==== DATA FOR PROCESSING
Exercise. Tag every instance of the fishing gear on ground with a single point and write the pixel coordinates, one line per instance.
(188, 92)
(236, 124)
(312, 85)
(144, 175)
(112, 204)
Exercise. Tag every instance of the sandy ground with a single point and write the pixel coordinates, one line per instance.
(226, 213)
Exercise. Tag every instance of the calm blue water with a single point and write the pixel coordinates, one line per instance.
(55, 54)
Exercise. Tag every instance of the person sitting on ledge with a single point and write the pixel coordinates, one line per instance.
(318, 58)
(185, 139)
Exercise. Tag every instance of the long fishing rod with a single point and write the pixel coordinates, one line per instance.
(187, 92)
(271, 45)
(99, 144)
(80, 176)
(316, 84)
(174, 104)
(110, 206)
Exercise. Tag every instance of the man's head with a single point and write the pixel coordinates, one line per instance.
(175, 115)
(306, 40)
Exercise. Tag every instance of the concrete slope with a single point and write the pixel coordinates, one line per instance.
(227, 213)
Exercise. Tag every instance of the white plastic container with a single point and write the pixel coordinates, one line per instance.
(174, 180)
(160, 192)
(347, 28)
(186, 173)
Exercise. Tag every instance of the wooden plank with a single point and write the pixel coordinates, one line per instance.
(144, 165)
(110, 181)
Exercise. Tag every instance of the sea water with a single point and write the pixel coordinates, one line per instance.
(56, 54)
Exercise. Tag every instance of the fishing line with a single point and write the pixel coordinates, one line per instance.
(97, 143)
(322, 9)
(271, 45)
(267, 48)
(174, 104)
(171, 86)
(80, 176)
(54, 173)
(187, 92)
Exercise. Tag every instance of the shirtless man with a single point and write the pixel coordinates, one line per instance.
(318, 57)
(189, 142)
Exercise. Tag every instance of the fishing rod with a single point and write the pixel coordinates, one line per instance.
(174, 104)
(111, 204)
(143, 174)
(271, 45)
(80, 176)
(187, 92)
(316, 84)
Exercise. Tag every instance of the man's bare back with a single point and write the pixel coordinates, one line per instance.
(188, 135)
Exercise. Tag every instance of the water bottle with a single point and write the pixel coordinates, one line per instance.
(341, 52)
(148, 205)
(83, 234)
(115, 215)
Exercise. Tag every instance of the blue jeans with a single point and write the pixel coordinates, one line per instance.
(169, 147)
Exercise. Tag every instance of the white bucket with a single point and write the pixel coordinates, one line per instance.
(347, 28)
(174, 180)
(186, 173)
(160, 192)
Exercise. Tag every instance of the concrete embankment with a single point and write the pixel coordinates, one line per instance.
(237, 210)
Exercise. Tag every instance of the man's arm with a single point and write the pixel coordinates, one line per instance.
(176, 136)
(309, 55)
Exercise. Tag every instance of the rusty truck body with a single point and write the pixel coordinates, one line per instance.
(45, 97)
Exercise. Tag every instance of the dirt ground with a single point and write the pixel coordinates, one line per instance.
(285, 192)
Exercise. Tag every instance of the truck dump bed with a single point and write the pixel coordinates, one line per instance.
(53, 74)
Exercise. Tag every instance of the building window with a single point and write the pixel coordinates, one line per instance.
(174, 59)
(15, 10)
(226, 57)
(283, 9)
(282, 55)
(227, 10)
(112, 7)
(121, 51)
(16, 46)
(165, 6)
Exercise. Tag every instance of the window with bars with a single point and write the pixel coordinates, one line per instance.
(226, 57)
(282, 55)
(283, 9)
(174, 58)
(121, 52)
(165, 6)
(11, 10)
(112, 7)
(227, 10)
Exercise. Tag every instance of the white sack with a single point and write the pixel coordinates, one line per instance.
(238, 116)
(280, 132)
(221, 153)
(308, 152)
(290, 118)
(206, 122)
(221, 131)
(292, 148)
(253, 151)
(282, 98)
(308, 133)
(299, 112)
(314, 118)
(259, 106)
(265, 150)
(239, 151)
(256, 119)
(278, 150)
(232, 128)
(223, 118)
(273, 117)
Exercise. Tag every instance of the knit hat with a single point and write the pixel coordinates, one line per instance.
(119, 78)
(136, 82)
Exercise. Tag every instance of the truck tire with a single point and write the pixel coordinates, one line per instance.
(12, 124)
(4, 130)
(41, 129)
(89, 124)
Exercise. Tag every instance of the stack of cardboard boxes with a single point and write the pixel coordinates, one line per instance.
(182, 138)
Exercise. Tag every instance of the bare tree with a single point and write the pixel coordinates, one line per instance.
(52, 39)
========
==== DATA FOR PROCESSING
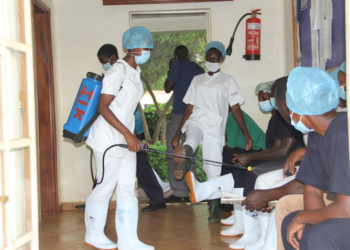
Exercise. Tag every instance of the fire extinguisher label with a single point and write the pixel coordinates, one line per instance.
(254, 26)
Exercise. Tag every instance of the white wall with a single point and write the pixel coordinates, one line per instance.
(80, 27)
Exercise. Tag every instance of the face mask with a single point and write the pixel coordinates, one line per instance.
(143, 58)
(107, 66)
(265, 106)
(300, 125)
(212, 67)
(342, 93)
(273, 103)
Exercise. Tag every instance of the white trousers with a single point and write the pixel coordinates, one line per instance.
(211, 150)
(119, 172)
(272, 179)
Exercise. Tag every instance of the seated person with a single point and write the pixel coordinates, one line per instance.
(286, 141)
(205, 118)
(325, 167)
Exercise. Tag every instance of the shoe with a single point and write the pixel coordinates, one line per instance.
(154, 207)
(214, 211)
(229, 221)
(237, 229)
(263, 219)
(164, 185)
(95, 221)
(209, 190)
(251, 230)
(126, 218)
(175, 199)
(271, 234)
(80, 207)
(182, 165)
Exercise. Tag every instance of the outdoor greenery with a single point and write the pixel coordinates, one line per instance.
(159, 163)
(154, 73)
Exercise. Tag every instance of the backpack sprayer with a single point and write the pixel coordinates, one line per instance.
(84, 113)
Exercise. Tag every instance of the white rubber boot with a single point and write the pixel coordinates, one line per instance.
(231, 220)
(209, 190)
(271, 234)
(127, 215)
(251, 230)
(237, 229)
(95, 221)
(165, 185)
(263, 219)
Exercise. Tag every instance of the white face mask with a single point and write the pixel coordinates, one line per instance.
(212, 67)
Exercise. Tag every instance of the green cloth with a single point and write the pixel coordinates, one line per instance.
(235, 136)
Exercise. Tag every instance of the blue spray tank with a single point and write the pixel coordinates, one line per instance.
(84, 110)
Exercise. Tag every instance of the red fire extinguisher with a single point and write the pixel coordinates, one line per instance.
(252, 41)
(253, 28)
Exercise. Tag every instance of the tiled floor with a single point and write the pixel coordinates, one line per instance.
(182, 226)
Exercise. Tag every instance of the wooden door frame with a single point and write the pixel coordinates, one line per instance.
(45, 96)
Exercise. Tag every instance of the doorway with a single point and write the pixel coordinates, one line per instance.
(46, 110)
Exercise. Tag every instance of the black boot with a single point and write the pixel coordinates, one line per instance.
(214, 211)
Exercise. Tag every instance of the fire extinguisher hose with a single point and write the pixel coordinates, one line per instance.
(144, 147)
========
==== DATA FOR PROCESSING
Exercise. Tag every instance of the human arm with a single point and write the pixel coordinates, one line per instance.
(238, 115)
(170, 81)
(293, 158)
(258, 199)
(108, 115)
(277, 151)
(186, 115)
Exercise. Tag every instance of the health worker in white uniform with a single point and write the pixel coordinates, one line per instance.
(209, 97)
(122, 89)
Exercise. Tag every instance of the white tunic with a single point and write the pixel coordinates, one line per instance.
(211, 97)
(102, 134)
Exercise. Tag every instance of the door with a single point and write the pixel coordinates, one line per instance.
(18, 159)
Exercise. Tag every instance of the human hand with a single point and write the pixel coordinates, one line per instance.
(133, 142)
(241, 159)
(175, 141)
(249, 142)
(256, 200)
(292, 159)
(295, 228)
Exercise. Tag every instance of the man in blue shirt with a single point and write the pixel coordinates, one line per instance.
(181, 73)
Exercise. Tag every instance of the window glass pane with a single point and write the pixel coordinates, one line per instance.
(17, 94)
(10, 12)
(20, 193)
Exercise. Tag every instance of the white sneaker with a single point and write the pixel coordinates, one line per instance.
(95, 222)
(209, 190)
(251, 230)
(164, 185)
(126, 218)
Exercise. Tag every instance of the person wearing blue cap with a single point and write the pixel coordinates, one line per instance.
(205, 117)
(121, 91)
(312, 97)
========
WHAT YOU NEED TO DO
Select every line above that contains the string "ground", treating uppercase and lowercase as distinct, and copy each such line in full.

OUTPUT FOR THIS EXERCISE
Exercise. Tag every instance of the fishing gear on ground with a single point and write the pixel coordinates, one line per instance.
Exercise. Tag every instance of the sandy ground with a single point and write the pixel coordinates, one line per instance.
Exercise. Tag every instance of the dirt ground with a single point and write the pixel coordinates, one line per instance.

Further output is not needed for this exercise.